Repeat every entry word for word, skipping the pictures.
──────
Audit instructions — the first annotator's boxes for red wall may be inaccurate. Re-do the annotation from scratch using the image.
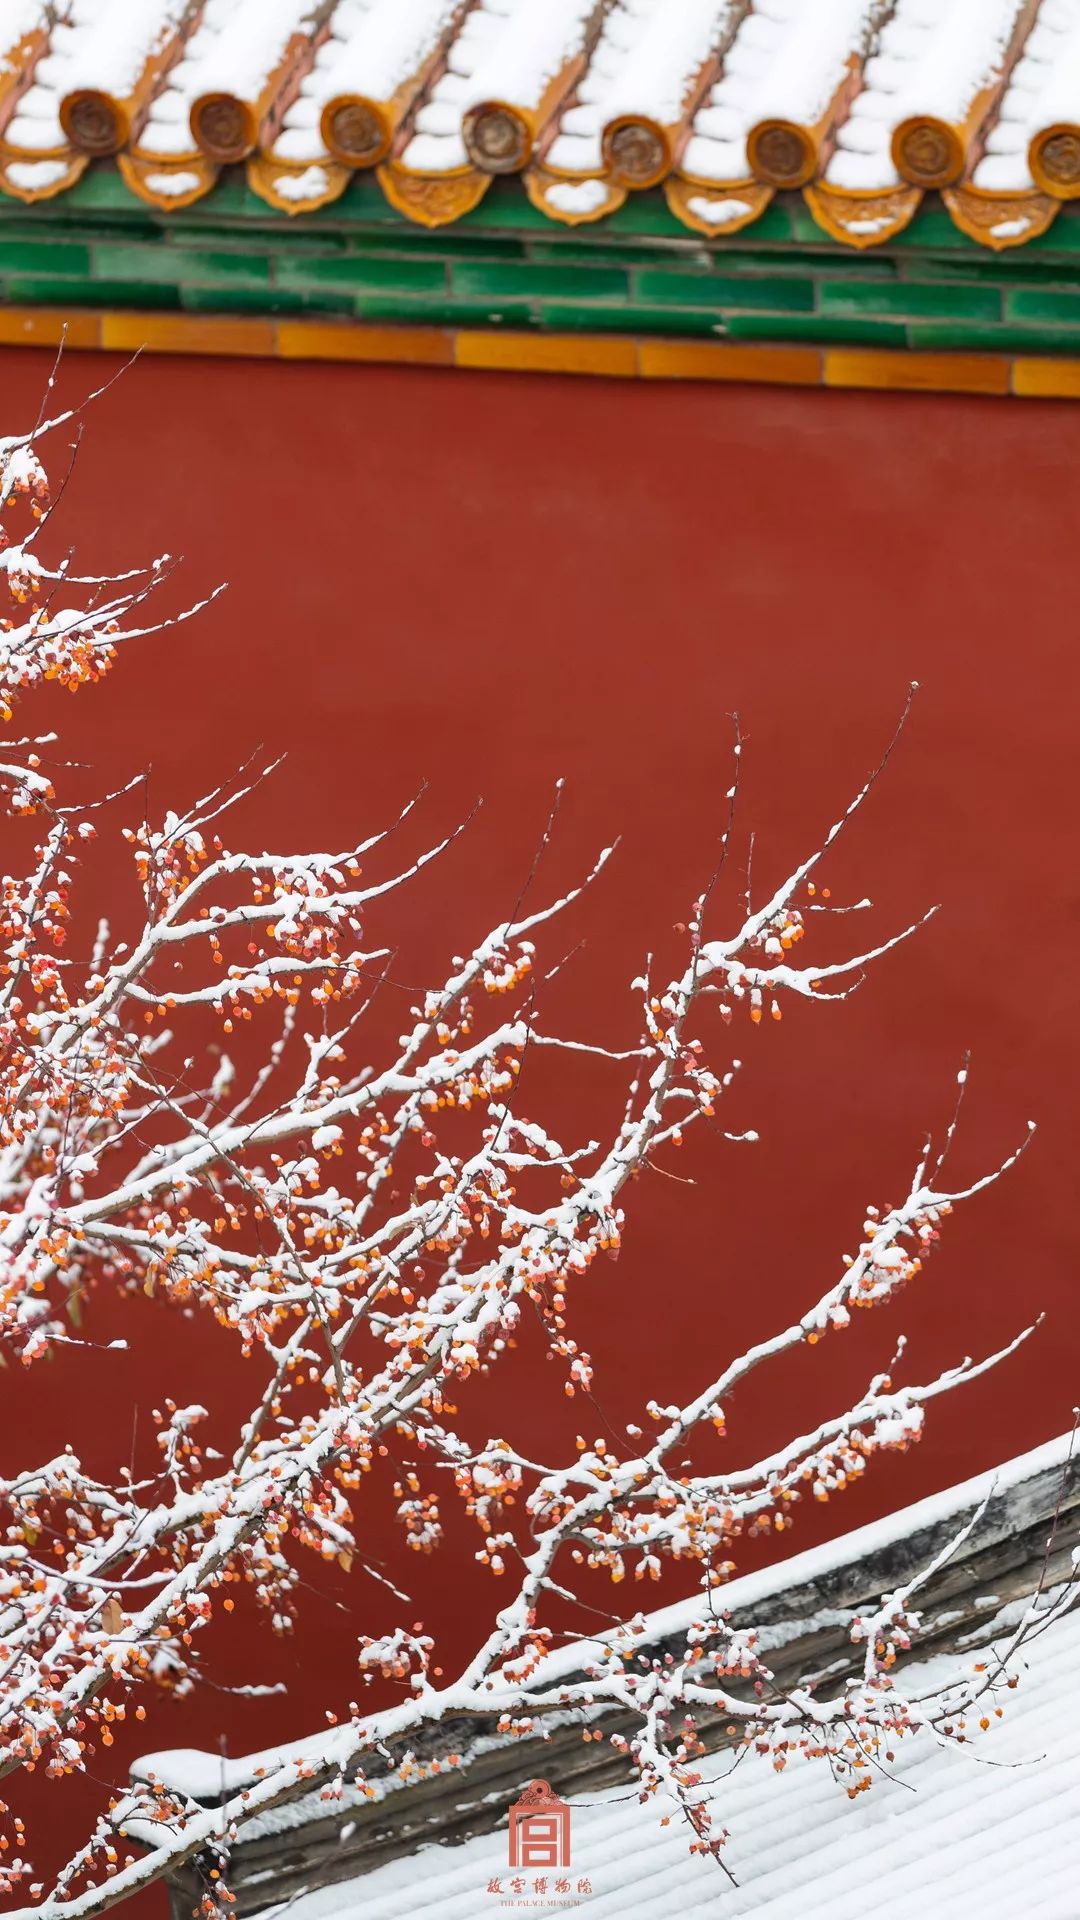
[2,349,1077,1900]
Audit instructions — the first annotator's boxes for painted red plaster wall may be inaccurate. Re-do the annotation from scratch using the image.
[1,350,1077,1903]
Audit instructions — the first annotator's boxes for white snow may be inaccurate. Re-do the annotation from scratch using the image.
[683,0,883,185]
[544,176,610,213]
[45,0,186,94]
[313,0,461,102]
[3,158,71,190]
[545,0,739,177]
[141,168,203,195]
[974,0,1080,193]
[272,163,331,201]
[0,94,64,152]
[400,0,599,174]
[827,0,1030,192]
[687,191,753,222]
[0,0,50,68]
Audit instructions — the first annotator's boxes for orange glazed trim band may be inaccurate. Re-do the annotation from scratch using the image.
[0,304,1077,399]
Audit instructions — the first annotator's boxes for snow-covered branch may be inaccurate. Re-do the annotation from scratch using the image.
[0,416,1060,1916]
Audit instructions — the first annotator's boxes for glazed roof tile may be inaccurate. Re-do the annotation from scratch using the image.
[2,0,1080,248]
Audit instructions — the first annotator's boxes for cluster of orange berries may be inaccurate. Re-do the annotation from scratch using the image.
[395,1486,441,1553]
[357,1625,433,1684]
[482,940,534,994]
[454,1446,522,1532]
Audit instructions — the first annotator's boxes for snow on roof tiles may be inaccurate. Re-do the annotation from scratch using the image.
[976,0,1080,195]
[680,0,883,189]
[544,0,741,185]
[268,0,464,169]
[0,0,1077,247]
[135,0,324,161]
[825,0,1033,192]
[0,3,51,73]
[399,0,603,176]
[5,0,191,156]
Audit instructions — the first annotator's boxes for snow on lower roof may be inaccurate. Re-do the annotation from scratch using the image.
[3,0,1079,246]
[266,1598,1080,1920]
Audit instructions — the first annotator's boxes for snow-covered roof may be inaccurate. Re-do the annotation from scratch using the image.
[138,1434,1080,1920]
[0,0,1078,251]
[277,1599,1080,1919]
──────
• [The completed task]:
Audit instructions — the first annotator's boxes for red wall may be inaccurate. Re-do the annotation from scratch using the image.
[2,349,1077,1900]
Audit instructions — the first annotator's boxes for painted red plaster wall may be inaccurate. Re-do the annotation from scratch using the image.
[1,350,1077,1903]
Audit instructions — the first annotator's boxes for white snow may be inaccurate. Re-do the annotation from scratch using the image.
[683,0,883,185]
[544,176,610,213]
[45,0,186,94]
[313,0,461,102]
[3,158,71,190]
[545,0,739,177]
[141,168,203,195]
[974,0,1080,193]
[272,163,331,201]
[0,94,64,152]
[400,0,599,174]
[827,0,1030,192]
[687,191,753,222]
[0,0,50,68]
Audit instructions — the first annotator's boxes for orange glazed trim band may be inaccurate. Re-do the annotation from scratch using the image.
[0,304,1077,399]
Audit instructions — the first annotator's boxes for snow-covered branch may be inaccurate. Re-do the annotation from scratch using the image.
[0,416,1060,1916]
Audit instructions — the first annotator's boxes for glazed roof tile may be inaccurate. Re-do the annotation from scratch using the image.
[2,0,1080,248]
Audit instructions — the first annotator's boxes for cluster of orange berries may be inaccurate. Re-do the annotation from scratch using the image.
[395,1486,441,1553]
[357,1625,433,1684]
[482,940,534,994]
[454,1446,522,1532]
Audit instructions — the first annotator's boxes for snow on roof tiles may be inaccurate. Re-do the annotation from scratch using the image.
[976,0,1080,195]
[680,0,883,189]
[544,0,741,185]
[268,0,464,169]
[0,0,1077,247]
[135,0,324,161]
[825,0,1033,192]
[0,3,51,73]
[399,0,603,176]
[5,0,191,156]
Audit instructions — the first annotator's boxes for snow on lower roof may be inaccurate. Re-do the annotation from scratch using the image.
[3,0,1079,246]
[266,1598,1080,1920]
Audit instructions — the first annotator's boxes for snow-covered roof may be inaccurate. Re-do the annotation from scratch using the image.
[138,1434,1080,1920]
[0,0,1078,251]
[277,1599,1080,1919]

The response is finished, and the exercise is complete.